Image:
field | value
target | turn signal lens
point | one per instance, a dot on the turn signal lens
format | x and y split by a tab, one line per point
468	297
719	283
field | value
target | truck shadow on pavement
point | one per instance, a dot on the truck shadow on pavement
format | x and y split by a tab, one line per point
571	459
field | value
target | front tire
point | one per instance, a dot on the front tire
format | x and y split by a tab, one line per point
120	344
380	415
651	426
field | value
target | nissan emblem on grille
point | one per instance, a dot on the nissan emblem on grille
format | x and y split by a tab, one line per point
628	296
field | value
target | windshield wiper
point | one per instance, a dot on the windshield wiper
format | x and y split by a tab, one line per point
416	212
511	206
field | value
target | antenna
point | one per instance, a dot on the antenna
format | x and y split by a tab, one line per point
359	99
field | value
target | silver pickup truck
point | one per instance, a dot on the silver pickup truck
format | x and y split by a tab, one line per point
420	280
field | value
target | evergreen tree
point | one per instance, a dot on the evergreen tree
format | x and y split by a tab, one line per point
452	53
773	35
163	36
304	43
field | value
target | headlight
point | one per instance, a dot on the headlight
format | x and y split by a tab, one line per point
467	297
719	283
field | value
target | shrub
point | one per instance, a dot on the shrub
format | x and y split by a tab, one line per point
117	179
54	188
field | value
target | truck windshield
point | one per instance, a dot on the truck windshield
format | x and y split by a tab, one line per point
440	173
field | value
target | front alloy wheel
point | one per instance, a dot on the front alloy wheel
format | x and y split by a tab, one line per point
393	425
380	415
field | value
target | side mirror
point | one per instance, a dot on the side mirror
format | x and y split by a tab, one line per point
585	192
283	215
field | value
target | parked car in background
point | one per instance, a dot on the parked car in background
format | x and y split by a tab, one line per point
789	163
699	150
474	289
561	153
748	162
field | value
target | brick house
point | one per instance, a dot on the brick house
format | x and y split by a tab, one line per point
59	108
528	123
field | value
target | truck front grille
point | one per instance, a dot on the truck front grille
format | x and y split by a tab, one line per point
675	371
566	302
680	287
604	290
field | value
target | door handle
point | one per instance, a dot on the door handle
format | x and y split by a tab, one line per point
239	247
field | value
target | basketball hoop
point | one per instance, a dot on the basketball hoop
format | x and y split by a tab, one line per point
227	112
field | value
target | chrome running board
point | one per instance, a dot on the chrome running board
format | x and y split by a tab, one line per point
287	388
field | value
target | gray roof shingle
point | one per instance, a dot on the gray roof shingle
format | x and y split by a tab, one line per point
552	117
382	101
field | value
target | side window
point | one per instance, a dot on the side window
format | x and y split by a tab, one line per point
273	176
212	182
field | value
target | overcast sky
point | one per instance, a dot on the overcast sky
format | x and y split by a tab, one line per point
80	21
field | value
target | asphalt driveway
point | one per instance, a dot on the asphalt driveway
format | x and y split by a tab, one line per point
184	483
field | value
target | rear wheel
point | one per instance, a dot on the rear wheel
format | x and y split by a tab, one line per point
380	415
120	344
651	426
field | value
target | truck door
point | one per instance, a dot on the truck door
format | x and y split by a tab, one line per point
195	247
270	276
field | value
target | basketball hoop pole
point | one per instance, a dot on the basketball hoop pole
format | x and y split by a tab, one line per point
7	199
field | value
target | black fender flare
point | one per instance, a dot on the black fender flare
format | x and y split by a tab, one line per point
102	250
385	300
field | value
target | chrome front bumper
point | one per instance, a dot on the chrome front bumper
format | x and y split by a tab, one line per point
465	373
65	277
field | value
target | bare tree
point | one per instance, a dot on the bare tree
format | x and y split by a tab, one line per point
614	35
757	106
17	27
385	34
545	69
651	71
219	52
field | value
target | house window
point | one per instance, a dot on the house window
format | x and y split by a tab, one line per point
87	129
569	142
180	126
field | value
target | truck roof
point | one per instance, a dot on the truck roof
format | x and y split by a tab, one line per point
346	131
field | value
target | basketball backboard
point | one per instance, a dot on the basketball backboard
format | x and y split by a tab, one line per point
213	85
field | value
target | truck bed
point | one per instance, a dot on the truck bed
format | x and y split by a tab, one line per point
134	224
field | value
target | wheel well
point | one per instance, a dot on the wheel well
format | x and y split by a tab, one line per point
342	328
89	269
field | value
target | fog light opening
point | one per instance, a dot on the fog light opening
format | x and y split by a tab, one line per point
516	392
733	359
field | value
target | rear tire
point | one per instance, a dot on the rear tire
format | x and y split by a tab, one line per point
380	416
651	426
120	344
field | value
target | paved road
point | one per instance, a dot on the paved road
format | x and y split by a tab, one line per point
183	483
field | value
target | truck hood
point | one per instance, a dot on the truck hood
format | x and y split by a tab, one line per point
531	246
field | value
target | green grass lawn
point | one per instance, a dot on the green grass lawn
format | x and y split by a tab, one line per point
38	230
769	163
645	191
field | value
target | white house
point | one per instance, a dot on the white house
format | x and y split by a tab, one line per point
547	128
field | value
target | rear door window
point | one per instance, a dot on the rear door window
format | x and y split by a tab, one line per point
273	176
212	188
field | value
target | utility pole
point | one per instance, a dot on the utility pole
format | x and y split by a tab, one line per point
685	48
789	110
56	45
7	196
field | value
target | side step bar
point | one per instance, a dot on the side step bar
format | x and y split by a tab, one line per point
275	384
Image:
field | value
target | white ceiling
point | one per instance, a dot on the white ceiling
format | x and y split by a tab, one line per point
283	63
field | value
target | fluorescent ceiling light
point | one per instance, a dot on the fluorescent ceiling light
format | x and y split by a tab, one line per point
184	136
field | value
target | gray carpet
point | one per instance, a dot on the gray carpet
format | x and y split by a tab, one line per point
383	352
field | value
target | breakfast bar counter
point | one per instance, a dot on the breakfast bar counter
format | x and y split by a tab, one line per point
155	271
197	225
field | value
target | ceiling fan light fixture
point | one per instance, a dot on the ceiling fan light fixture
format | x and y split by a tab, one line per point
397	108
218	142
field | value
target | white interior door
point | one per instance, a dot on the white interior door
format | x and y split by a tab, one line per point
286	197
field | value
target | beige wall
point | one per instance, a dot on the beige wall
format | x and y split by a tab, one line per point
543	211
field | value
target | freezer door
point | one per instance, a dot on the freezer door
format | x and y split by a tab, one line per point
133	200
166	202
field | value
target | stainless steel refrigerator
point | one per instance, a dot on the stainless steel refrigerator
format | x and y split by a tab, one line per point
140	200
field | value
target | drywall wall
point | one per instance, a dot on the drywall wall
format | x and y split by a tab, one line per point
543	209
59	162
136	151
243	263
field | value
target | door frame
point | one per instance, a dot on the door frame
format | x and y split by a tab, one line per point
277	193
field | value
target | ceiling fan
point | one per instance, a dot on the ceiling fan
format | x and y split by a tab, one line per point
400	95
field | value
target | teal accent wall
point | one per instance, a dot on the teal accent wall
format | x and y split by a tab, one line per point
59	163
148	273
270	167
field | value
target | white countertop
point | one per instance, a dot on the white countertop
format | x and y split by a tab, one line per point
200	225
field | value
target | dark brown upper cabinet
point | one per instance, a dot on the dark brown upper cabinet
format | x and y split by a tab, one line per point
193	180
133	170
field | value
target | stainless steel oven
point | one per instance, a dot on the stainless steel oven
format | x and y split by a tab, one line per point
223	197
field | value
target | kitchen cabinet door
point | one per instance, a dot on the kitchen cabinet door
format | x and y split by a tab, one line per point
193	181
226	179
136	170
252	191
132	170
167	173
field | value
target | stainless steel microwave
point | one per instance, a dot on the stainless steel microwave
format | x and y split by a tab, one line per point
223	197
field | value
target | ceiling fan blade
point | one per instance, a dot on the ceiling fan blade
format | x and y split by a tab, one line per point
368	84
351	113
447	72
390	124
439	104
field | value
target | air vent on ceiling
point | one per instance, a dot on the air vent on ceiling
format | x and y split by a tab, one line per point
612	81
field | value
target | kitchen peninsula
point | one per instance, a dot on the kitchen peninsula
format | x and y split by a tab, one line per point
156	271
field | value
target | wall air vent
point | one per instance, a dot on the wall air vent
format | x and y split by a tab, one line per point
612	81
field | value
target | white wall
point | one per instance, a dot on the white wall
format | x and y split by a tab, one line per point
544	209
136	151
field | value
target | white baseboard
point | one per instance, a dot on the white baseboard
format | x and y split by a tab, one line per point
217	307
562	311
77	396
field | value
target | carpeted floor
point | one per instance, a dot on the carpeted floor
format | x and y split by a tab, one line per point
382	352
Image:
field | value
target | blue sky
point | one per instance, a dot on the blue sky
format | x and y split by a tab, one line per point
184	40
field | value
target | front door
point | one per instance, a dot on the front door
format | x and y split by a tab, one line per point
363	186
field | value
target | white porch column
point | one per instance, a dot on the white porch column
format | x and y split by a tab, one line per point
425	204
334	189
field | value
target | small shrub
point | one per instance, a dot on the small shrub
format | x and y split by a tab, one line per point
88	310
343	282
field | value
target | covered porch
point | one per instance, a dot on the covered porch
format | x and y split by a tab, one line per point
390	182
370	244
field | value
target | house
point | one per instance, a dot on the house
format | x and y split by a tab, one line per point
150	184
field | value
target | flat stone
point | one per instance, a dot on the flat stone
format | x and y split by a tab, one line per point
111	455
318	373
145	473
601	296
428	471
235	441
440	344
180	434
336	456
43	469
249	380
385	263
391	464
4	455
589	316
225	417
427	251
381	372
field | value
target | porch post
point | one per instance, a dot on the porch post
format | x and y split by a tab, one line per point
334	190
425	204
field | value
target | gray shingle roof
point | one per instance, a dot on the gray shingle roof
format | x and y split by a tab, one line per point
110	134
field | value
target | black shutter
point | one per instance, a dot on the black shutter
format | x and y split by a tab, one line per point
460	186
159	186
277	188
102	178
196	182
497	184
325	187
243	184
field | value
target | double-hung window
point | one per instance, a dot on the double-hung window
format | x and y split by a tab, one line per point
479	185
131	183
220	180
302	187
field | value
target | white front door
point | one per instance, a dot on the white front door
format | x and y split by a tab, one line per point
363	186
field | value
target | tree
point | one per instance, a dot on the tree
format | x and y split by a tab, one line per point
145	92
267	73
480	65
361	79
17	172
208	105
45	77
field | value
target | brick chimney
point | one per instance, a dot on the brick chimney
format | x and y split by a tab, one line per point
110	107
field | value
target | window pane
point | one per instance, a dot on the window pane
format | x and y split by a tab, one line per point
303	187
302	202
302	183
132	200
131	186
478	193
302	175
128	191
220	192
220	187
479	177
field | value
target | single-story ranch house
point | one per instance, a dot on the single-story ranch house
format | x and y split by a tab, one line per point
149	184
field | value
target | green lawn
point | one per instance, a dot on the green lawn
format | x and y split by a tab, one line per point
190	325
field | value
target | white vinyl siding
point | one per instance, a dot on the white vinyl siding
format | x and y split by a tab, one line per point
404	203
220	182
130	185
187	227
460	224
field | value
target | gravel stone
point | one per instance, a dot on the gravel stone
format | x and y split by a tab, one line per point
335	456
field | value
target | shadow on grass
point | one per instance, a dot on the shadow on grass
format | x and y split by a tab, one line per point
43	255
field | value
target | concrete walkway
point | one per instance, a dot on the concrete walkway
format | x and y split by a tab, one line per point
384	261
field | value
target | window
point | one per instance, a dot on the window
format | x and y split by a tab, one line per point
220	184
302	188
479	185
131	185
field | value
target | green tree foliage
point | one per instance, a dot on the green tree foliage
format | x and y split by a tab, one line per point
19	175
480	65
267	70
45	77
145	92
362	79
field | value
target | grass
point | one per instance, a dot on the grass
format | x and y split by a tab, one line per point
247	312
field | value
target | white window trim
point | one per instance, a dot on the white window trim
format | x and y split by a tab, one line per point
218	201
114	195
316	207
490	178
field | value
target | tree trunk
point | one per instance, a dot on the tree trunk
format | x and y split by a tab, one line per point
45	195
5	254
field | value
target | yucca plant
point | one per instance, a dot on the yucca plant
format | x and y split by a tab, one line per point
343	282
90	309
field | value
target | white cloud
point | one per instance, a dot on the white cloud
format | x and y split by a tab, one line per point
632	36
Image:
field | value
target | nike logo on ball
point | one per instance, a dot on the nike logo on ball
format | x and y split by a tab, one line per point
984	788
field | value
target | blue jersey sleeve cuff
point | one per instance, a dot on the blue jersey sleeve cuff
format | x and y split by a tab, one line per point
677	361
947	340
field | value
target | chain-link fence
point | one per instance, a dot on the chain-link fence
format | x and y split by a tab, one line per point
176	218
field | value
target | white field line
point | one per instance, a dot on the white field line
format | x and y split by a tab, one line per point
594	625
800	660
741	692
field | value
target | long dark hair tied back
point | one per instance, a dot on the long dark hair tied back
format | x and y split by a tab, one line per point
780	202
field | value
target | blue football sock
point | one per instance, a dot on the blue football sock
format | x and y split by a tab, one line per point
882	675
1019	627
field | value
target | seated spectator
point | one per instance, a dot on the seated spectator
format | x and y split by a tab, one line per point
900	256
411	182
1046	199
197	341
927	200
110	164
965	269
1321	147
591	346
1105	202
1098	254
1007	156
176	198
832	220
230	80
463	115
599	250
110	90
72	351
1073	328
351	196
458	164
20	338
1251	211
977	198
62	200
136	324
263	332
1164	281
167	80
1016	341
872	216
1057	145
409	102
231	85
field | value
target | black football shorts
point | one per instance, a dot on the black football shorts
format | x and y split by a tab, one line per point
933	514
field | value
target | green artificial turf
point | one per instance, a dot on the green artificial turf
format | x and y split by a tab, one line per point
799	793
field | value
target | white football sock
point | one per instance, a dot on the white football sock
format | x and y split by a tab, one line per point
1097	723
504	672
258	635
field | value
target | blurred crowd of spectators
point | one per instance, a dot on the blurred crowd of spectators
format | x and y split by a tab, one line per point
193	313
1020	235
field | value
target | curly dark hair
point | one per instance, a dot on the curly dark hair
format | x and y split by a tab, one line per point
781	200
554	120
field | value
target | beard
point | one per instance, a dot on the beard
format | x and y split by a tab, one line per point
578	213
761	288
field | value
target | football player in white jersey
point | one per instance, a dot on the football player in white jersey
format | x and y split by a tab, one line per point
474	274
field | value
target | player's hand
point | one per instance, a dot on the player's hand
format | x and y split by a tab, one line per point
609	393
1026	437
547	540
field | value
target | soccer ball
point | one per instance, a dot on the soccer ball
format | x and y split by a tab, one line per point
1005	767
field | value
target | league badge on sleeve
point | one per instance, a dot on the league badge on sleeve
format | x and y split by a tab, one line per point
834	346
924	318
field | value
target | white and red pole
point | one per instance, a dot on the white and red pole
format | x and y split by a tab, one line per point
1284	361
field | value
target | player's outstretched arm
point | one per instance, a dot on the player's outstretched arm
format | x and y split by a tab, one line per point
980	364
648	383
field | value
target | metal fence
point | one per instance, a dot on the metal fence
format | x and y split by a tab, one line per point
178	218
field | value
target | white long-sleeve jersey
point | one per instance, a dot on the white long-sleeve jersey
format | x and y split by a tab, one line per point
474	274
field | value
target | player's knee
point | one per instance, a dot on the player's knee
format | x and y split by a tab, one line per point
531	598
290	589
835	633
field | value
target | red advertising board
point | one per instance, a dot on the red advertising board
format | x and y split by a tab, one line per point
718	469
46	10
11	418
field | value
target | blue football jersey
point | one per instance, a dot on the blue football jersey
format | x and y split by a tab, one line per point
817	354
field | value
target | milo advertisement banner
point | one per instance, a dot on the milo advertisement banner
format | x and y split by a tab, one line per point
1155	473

= = = = =

_TRY IT:_
Give again, word for word, the records from their first line to the one with "point | one per instance, a dot on the windshield", and leave out all else.

_PROBLEM SOLUTION:_
Image:
field | value
target | turn signal lens
point | one per instance, a dot on the turn signal lens
format | x and y split by a tab, one line per point
468	297
719	283
field | value
target | truck shadow on pavement
point | one per instance, a dot on the truck shadow on pavement
format | x and y split by a tab, one line per point
571	459
field | value
target | front tire
point | one per instance, a dot on the front tire
format | x and y split by a tab, one line per point
120	344
380	415
651	426
field | value
target | nissan emblem on grille
point | one per instance, a dot on the nissan emblem on grille
format | x and y split by a tab, one line per point
628	296
field | value
target | windshield wiper
point | one per instance, a dot on the windshield wiper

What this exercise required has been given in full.